++++ THE DATA ++++

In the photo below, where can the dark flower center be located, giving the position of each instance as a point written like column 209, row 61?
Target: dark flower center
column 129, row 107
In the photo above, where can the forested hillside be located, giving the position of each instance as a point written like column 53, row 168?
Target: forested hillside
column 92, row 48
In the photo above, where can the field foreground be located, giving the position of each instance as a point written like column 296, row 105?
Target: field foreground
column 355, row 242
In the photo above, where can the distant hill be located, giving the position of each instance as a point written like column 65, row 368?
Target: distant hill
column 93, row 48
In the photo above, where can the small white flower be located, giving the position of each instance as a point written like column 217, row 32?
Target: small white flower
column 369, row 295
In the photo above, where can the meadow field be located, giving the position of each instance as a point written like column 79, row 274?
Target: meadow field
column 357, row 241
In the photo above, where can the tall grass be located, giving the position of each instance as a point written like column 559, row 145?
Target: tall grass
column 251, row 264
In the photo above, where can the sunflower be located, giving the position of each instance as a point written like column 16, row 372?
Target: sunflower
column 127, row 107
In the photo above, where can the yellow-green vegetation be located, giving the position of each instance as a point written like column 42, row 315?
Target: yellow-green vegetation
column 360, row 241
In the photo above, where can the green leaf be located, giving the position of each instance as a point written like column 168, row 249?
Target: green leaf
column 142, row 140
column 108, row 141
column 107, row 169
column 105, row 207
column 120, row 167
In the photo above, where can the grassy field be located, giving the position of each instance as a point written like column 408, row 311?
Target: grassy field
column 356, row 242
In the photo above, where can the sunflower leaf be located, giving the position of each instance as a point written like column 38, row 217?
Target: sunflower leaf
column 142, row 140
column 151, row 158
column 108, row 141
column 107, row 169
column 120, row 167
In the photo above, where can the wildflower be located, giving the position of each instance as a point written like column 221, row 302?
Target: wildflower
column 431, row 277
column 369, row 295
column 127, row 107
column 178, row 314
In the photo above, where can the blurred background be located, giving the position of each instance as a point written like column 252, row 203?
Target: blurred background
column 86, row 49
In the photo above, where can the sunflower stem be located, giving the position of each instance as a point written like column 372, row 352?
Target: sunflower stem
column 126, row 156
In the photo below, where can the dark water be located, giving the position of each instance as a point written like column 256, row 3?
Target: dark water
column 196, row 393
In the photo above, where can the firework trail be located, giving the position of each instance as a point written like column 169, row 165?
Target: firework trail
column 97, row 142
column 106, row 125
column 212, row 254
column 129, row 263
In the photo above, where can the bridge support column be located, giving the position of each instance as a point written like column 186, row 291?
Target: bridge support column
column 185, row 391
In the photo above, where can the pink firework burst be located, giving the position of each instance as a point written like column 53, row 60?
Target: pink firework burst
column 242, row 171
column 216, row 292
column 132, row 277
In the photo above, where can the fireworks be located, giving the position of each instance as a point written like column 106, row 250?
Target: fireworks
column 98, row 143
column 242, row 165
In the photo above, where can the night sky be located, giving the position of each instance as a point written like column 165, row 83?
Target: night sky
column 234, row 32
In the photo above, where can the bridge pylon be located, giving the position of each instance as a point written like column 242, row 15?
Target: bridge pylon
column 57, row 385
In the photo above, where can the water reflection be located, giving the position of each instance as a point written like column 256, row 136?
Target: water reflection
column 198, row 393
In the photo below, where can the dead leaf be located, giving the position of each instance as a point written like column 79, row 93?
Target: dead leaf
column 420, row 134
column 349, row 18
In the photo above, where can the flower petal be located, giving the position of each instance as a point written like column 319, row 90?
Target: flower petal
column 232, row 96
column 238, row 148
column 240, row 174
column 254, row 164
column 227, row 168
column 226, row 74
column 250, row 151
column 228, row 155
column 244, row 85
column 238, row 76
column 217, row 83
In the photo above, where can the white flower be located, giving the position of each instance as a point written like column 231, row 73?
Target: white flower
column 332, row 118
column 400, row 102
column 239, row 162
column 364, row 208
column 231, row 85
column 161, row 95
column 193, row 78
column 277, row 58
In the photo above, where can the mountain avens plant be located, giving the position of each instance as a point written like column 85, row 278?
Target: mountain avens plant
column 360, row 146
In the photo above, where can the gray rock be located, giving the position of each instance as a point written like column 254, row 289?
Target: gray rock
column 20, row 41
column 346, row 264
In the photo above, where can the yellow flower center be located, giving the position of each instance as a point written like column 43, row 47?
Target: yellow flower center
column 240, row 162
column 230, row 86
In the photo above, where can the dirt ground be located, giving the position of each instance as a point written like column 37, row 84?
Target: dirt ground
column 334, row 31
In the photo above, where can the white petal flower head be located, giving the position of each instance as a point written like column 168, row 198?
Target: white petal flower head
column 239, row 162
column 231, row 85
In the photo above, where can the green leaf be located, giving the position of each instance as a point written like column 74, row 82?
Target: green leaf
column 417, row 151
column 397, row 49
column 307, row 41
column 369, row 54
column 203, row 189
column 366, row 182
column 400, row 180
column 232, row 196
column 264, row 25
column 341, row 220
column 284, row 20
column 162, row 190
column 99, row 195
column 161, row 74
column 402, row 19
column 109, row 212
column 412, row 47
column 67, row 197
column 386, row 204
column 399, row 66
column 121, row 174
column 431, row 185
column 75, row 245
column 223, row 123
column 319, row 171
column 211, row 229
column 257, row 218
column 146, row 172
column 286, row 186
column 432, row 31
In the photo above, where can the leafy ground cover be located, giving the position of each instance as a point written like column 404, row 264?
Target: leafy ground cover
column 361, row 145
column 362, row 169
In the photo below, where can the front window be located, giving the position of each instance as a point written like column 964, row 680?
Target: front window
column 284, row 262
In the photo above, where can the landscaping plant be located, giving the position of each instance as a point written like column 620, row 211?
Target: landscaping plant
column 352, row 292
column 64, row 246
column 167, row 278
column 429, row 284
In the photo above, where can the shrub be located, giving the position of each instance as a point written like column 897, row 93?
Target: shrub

++++

DIRECTION -
Copy all of the data above word for word, leaving out nothing and changing nothing.

RESPONSE BELOW -
In the photo below, where can the dark flower center be located, giving the position of each instance as a point written like column 209, row 61?
Target: dark flower center
column 129, row 107
In the photo above, where can the forested hillside be located, giving the position of each instance as a point written like column 53, row 168?
Target: forested hillside
column 92, row 48
In the photo above, where can the field foreground be located, giving the position of each instance as a point written like column 296, row 105?
Target: field foreground
column 355, row 242
In the photo above, where can the distant hill be located, giving the position of each instance as a point written like column 65, row 368?
Target: distant hill
column 93, row 48
In the photo above, where can the small white flower be located, giving the position of each instance as a point written like column 217, row 32?
Target: small white flower
column 369, row 295
In the photo above, where can the meadow field be located, giving the position of each instance as a point written like column 79, row 274?
Target: meadow field
column 357, row 241
In the photo above, where can the tall grass be located, giving the position of each instance as a point written like column 559, row 145?
Target: tall grass
column 251, row 264
In the photo above, where can the sunflower be located, giving the position of each instance as a point written like column 16, row 372?
Target: sunflower
column 127, row 107
In the photo above, where can the yellow-green vegetation be located, giving the position of each instance as a point written like column 42, row 315?
Target: yellow-green vegetation
column 360, row 241
In the photo above, where can the green leaf be located, giving the position of each instance as a point written like column 168, row 249?
Target: green leaf
column 142, row 140
column 108, row 141
column 107, row 169
column 105, row 207
column 120, row 167
In the photo above, where can the grassy field be located, giving the position of each instance as a point written like column 408, row 311?
Target: grassy field
column 356, row 242
In the photo above, where can the sunflower leaf be located, giving the position of each instance as a point written like column 38, row 217?
Target: sunflower leaf
column 142, row 140
column 151, row 158
column 108, row 141
column 107, row 169
column 120, row 167
In the photo above, where can the wildflower be located, giving the position of each instance as a point written like column 221, row 302?
Target: wildflower
column 431, row 277
column 369, row 295
column 127, row 107
column 178, row 314
In the photo above, where can the blurred background be located, giving the position of each instance as a point written like column 252, row 203?
Target: blurred background
column 86, row 49
In the photo above, where can the sunflower stem be located, giving the position of each instance as a point written like column 372, row 352?
Target: sunflower stem
column 126, row 156
In the photo below, where can the dark water be located, giving the position of each instance as a point written like column 256, row 3?
Target: dark water
column 196, row 393
In the photo above, where can the firework trail be located, giving the position of each instance as a point written like column 169, row 165?
Target: firework trail
column 97, row 142
column 106, row 125
column 212, row 254
column 129, row 263
In the photo above, where can the bridge support column be located, giving the position of each instance as a point written like column 186, row 291?
Target: bridge support column
column 185, row 391
In the photo above, where can the pink firework burst be located, giving the position of each instance as a point written like column 53, row 60?
Target: pink firework burst
column 242, row 171
column 216, row 292
column 132, row 277
In the photo above, where can the fireworks be located, giving the position of each instance as a point written like column 106, row 250?
Target: fireworks
column 98, row 143
column 242, row 165
In the photo above, where can the night sky be located, giving the position of each instance as a point written like column 165, row 83?
Target: night sky
column 234, row 32
In the photo above, where can the bridge pylon be located, giving the position of each instance as a point written like column 242, row 15?
Target: bridge pylon
column 57, row 385
In the photo above, where can the water reflection be located, giving the position of each instance as a point written like column 256, row 136?
Target: water reflection
column 198, row 393
In the photo below, where can the dead leaf be located, giving the position of each instance as a point written like column 79, row 93?
Target: dead leaf
column 420, row 134
column 349, row 18
In the photo above, where can the flower petal be located, giving the position of each instance as a point written like column 319, row 90?
Target: flower petal
column 232, row 96
column 238, row 148
column 240, row 174
column 254, row 164
column 227, row 168
column 226, row 74
column 250, row 151
column 228, row 155
column 244, row 85
column 238, row 76
column 217, row 83
In the photo above, where can the white flower be located, giving the position of each instance as a point written like column 231, row 73?
Target: white flower
column 332, row 118
column 400, row 102
column 239, row 162
column 364, row 208
column 231, row 85
column 161, row 95
column 193, row 78
column 277, row 58
In the photo above, where can the mountain avens plant be located, giving the position of each instance as a point written like column 85, row 278?
Target: mountain avens plant
column 360, row 146
In the photo above, where can the gray rock be located, giving the position of each instance as a point written like column 254, row 289?
Target: gray rock
column 20, row 41
column 346, row 264
In the photo above, where can the yellow flower center be located, giving the position of each instance as a point written like column 43, row 47?
Target: yellow flower center
column 240, row 162
column 230, row 86
In the photo above, where can the dirt ground be located, giving the position of each instance as a point written like column 37, row 84?
Target: dirt ground
column 334, row 31
In the photo above, where can the white petal flower head be located, giving the position of each instance as a point written like column 168, row 198?
Target: white petal flower head
column 239, row 162
column 231, row 85
In the photo above, where can the green leaf be located, giving the position of each instance as a point written like column 74, row 82?
Target: green leaf
column 417, row 151
column 397, row 49
column 307, row 41
column 369, row 54
column 203, row 189
column 366, row 182
column 400, row 180
column 232, row 196
column 264, row 25
column 341, row 220
column 284, row 20
column 162, row 190
column 99, row 195
column 161, row 74
column 402, row 19
column 109, row 212
column 412, row 47
column 67, row 197
column 386, row 204
column 399, row 66
column 121, row 174
column 431, row 185
column 75, row 245
column 223, row 123
column 319, row 171
column 211, row 229
column 257, row 218
column 146, row 172
column 286, row 186
column 432, row 31
In the photo above, where can the leafy ground cover be located, giving the position of each instance as a point written like column 404, row 264?
Target: leafy ground cover
column 361, row 145
column 362, row 169
In the photo below, where can the front window be located, giving the position of each instance as a point written like column 964, row 680?
Target: front window
column 284, row 262
In the photo above, where can the landscaping plant be located, giving the position of each instance as a point written like column 620, row 211?
Target: landscaping plant
column 352, row 292
column 64, row 246
column 167, row 278
column 429, row 284
In the photo above, where can the shrub be located, giving the position of each instance as a point written like column 897, row 93?
Target: shrub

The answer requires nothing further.